__Tasks__
a) How large is the Hole in the Wall hunting facility, according to the pheasant hunting article?
b) Write the next part of the pheasant hunting article, starting after its final sentence.

__Text__
────────────────
(DNR photo)

Saturday marks the opening of pheasant hunting season and a hunting preserve and lodge operator in northwest Iowa is expecting to see a good number of hunters.

The “Hole in the Wall” is located in Plymouth County near Akron, and manager Joe Cain, says COVID-19 may have an impact on the number of corporate hunting parties, but reservations by individuals and family members have picked up this year.

“I’ve been getting feedback from individual customers that they are kind of tired of sitting around and want to get outdoors and do something other than in a big group or big crowd indoors,” Cain says. “Actually have seen some new hunters, renewed hunters I should say that hunted five years ago, ten years ago, twenty years ago, and are kind of getting back into it,” Cain says.

The Hole in the Wall hunting facility covers more than 1,500 acres of grassland and cropland with waterways to provide for ideal hunting conditions. Cain says he raises pheasants and releases them in the private hunting preserve. He says the pheasant population numbers are good as the dry weather and a lack of big rains have allowed the pheasant numbers to do very well.
────────────────
__Information shown__
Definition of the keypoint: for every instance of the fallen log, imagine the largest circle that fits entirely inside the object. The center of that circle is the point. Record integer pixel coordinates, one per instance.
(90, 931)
────────────────
__Answers__
a) More than 1,500 acres of grassland and cropland

b)
Cain says the snow cover they’ve gotten recently in the area should be helpful. “It really enhances the hunt, the scenting conditions for the dogs are phenomenal. What I like to see about it is I can actually look down and see the tracks of the pheasants, it kind of gets you excited,” according to Cain. “Hunting in the first snow is exciting and is always a good time. It will not hamper any hunting moving forward.”

Cain says another positive is having most of the crops out of the fields. “So now all these birds that were in the fields have come to the native grasses and what food plots that I and others plant — so they kind of flock to that area — they’ll go to that cover. It helps early season hunters, there will be a lot more birds in the first half of the year,” Cain says.

Cain says The Hole In The Wall follows the same rules and regulations as are implemented through the Iowa Department of Natural Resources.